▶ _MATERIAL_
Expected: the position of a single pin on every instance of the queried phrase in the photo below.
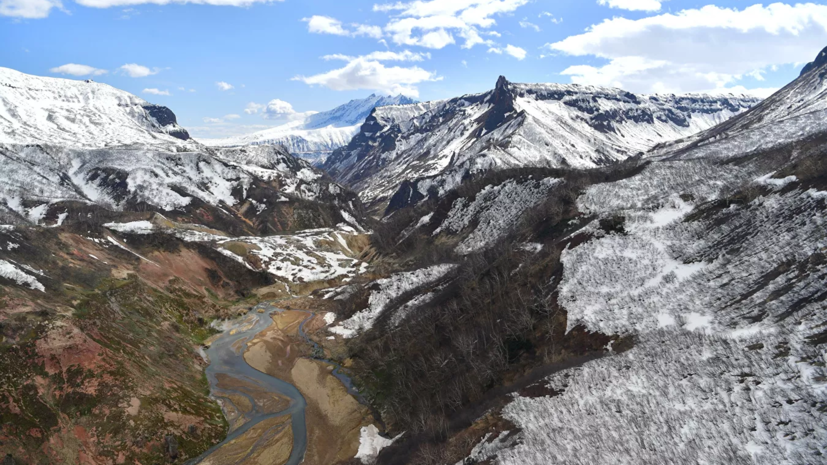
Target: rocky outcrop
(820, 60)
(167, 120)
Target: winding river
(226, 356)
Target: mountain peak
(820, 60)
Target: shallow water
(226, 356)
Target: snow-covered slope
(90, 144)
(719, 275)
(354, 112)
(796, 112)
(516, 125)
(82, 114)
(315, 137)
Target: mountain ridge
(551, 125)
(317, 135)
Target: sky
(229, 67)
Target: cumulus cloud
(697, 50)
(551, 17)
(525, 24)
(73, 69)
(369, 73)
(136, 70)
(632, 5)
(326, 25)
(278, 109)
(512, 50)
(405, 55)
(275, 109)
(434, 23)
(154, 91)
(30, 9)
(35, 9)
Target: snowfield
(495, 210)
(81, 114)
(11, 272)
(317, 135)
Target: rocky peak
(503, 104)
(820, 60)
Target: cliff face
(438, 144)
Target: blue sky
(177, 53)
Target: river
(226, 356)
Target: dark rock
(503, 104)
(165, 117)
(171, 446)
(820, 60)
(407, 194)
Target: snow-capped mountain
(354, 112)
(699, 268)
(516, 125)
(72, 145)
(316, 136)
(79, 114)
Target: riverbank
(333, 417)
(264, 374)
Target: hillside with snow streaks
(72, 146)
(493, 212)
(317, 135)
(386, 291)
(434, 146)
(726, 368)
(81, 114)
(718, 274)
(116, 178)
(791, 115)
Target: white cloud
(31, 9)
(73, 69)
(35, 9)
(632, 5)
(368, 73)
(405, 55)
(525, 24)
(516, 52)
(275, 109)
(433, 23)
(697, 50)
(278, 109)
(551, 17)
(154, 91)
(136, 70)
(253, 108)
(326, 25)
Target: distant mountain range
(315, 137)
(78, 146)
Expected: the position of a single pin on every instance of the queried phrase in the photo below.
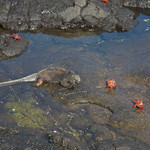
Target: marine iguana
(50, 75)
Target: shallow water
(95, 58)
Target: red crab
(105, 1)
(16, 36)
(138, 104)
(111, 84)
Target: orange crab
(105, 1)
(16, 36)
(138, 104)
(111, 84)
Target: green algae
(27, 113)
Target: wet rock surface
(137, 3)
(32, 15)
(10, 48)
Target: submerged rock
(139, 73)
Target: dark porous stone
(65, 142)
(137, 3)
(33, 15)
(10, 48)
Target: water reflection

▶ _WRITTEN INSTRUCTION_
Can you give all the records above as a Markdown table, with a "No." column numbering each row and a "Line" column holding that line? Skip any blank lines and leave the pictures out.

▶ _TASK SOLUTION_
| No. | Line |
|---|---|
| 1 | Expected: the position of a single pin on every instance of the queried phrase in the photo below. |
| 2 | Target: rocky outcrop |
| 3 | (820, 60) |
| 4 | (167, 120) |
| 5 | Target: winding river |
| 6 | (226, 356) |
| 7 | Target: mountain peak |
| 8 | (820, 60) |
| 9 | Target: shallow water |
| 10 | (226, 356) |
| 11 | Target: snow-covered slope |
| 12 | (90, 144) |
| 13 | (719, 275) |
| 14 | (354, 112) |
| 15 | (796, 112) |
| 16 | (516, 125) |
| 17 | (82, 114) |
| 18 | (315, 137) |
| 19 | Target: mountain ridge |
| 20 | (551, 125) |
| 21 | (317, 135) |
| 22 | Target: sky |
| 23 | (229, 67) |
| 24 | Target: cumulus cloud |
| 25 | (697, 50) |
| 26 | (551, 17) |
| 27 | (525, 24) |
| 28 | (73, 69) |
| 29 | (369, 73) |
| 30 | (136, 70) |
| 31 | (632, 5) |
| 32 | (326, 25) |
| 33 | (278, 109) |
| 34 | (512, 50) |
| 35 | (405, 55) |
| 36 | (275, 109) |
| 37 | (434, 23) |
| 38 | (154, 91) |
| 39 | (30, 9) |
| 40 | (35, 9) |
| 41 | Target: snowfield |
| 42 | (495, 210) |
| 43 | (81, 114) |
| 44 | (11, 272) |
| 45 | (317, 135) |
| 46 | Target: rocky peak |
| 47 | (503, 104) |
| 48 | (820, 60) |
| 49 | Target: cliff face |
| 50 | (438, 144) |
| 51 | Target: blue sky |
| 52 | (177, 53) |
| 53 | Target: river |
| 54 | (226, 356) |
| 55 | Target: dark rock |
| 56 | (503, 104) |
| 57 | (165, 117) |
| 58 | (171, 446) |
| 59 | (820, 60) |
| 60 | (407, 194) |
| 61 | Target: snow-capped mountain |
| 62 | (354, 112) |
| 63 | (699, 268) |
| 64 | (516, 125) |
| 65 | (72, 145) |
| 66 | (316, 136) |
| 67 | (79, 114) |
| 68 | Target: riverbank |
| 69 | (333, 417) |
| 70 | (264, 374) |
| 71 | Target: hillside with snow streaks |
| 72 | (72, 146) |
| 73 | (493, 212) |
| 74 | (317, 135) |
| 75 | (386, 291) |
| 76 | (434, 146) |
| 77 | (726, 368) |
| 78 | (81, 114) |
| 79 | (718, 274) |
| 80 | (116, 178) |
| 81 | (791, 115) |
| 82 | Target: white cloud |
| 83 | (31, 9) |
| 84 | (73, 69) |
| 85 | (35, 9) |
| 86 | (632, 5) |
| 87 | (368, 73) |
| 88 | (405, 55) |
| 89 | (525, 24) |
| 90 | (516, 52) |
| 91 | (275, 109) |
| 92 | (433, 23) |
| 93 | (697, 50) |
| 94 | (278, 109) |
| 95 | (551, 17) |
| 96 | (154, 91) |
| 97 | (136, 70) |
| 98 | (253, 108) |
| 99 | (326, 25) |
| 100 | Target: distant mountain range |
| 101 | (315, 137) |
| 102 | (78, 146) |
| 103 | Expected: the position of a single pin on every instance of the queried phrase in the photo below. |
| 104 | Target: marine iguana |
| 105 | (50, 75) |
| 106 | Target: shallow water |
| 107 | (95, 58) |
| 108 | Target: red crab |
| 109 | (105, 1) |
| 110 | (16, 36) |
| 111 | (138, 104) |
| 112 | (111, 84) |
| 113 | Target: orange crab |
| 114 | (105, 1) |
| 115 | (16, 36) |
| 116 | (138, 104) |
| 117 | (111, 84) |
| 118 | Target: green algae |
| 119 | (27, 113) |
| 120 | Target: wet rock surface |
| 121 | (137, 3) |
| 122 | (32, 15) |
| 123 | (10, 48) |
| 124 | Target: submerged rock |
| 125 | (139, 73) |
| 126 | Target: dark porous stone |
| 127 | (65, 142) |
| 128 | (137, 3) |
| 129 | (33, 15) |
| 130 | (10, 48) |
| 131 | Target: water reflection |